* **Directions**
**A)** Answer these questions about the forum thread on subtracting arrays read from a data file, one answer per line:
(i) Which language does the poster say makes this operation simple through indexing?
(ii) What element type is given for the two-dimensional array alias array_2d_t?
(iii) What group path does read_frame open in the file?
**B)** Carry the forum thread on subtracting arrays read from a data file forward from its final line.

* **Excerpted passage**
====
Is it possible to add/subtract arrays read from a data file?

Question

I want to perform some mathematical operations such as addition/subtraction, mean etc. on the data read from the file. The data is two dimensional, looks something like this: So now for example I want to subtract first row from the 3rd or 4th, it is very simple in python using indexing, but I have no idea how to do in c++. Here is the code I'm using.

#include <boost/multi_array.hpp>
#include <boost/timer/timer.hpp>
#include <boost/range/irange.hpp>
#include <h5xx/h5xx.hpp>
#include <iostream>
#include <vector>
#include <algorithm>
#include <iterator>
#include <string>

using array_2d_t = boost::multi_array<float, 2>;

template <typename T> 
void print_array(T const& array)
{
    for (auto const& row : array) 
        { for (auto v : row)
            printf("%10f ", v);
        printf("\n"); //prints a new line similar t0 \n
    }
    std::cout << "\n End of file" << std::endl;
}

array_2d_t read_frame(std::string const& filename, unsigned frame_no) {
    //h5xx::file xaa("../../data/xaa.h5", h5xx::file::mode::in);
    h5xx::file xaa(filename, h5xx::file::mode::in);

    h5xx::group   g(xaa, "particles/lipids/box/positions");
    h5xx::dataset ds(g, "value");

    // determine dataset shape: frames, particle count, space dimension
    auto ds_shape = h5xx::dataspace(ds).extents<3>();
    array_2d_t arr(boost::extents[ds_shape[1]][ds_shape[2]]);

    std::vector<hsize_t> offsets{frame_no, 0, 0};
    std::vector<hsize_t> counts{1, arr.shape()[0], arr.shape()[1]};
    //std::vector<hsize_t> strid{1, arr.shape()[0], arr.shape()[1]};
    // slice ohne stride:
    h5xx::slice slice(offsets, counts);
    h5xx::read_dataset(ds, arr, slice);
    return arr;
}

int main(int argc, char const* argv[])
====
* **Raw records**
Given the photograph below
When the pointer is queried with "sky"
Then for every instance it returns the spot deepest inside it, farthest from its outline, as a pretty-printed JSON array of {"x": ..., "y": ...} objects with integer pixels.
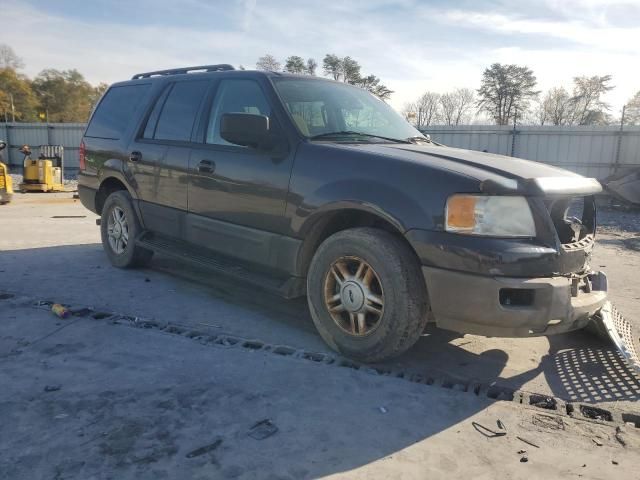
[{"x": 412, "y": 45}]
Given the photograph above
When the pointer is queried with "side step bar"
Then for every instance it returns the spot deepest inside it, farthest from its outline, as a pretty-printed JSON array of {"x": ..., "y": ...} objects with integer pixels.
[{"x": 287, "y": 287}]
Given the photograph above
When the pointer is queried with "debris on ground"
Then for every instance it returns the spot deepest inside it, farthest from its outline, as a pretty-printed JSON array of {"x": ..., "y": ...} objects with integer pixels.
[
  {"x": 262, "y": 429},
  {"x": 528, "y": 442},
  {"x": 60, "y": 310},
  {"x": 487, "y": 432},
  {"x": 619, "y": 436},
  {"x": 205, "y": 449}
]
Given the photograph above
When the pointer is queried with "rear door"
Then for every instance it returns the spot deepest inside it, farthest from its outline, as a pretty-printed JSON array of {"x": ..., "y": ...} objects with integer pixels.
[
  {"x": 237, "y": 194},
  {"x": 159, "y": 157}
]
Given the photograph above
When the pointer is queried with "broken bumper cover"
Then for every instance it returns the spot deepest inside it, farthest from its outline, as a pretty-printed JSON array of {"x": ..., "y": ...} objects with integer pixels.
[{"x": 510, "y": 306}]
====
* **Results for the exercise**
**A)**
(i) Python
(ii) float
(iii) "particles/lipids/box/positions"

**B)**
{
    if (argc < 2) {
        std::cout << "Usage: " << argv[0] << " input.h5" << std::endl;
        return -1;
    }
    std::string filename(argv[1]);
    print_array(read_frame(filename, 1));
    return 0; 
}

read_frame function takes the argument filename and frame_no. The file is divided into frames each containing (11214) rows, but it is not important to know here. So read_frame returns the two dimensional data for every frame. In the main() function I can print the data for every frame, but now suppose I want to subtract the first frame from the second, how can I do that? Does anyone know ho

Can you show the Python? That will make it clear /what/ you want to achieve, not how you think it should have worked — sehe, Oct 27 '21 at 22:09
@sehe to be precise I want to take the average of first 4 frames and then subtract that from the fifth frame. But first I just want to learn about the basic operations on these frames. — Mahesh, Oct 27 '21 at 22:18
That's ... not what I asked for. But you know, I'll add in a few — sehe, Oct 27 '21 at 22:22

score 1 · Accepted Answer · answered Oct 27 '21 at 22:19

So, what the data looks like in text form is very irrelevant. What's relevant is that you have to arrays of the same dimensions and want to apply element-wise arithmetic operations to it.

You can use a proper Matrix library (like Boost UBlas, Eigen, Armadillo etc.).

Or you can write them for Boost MultiArray: How to execute mathematical operations between two boost::multi_arrays (C++)?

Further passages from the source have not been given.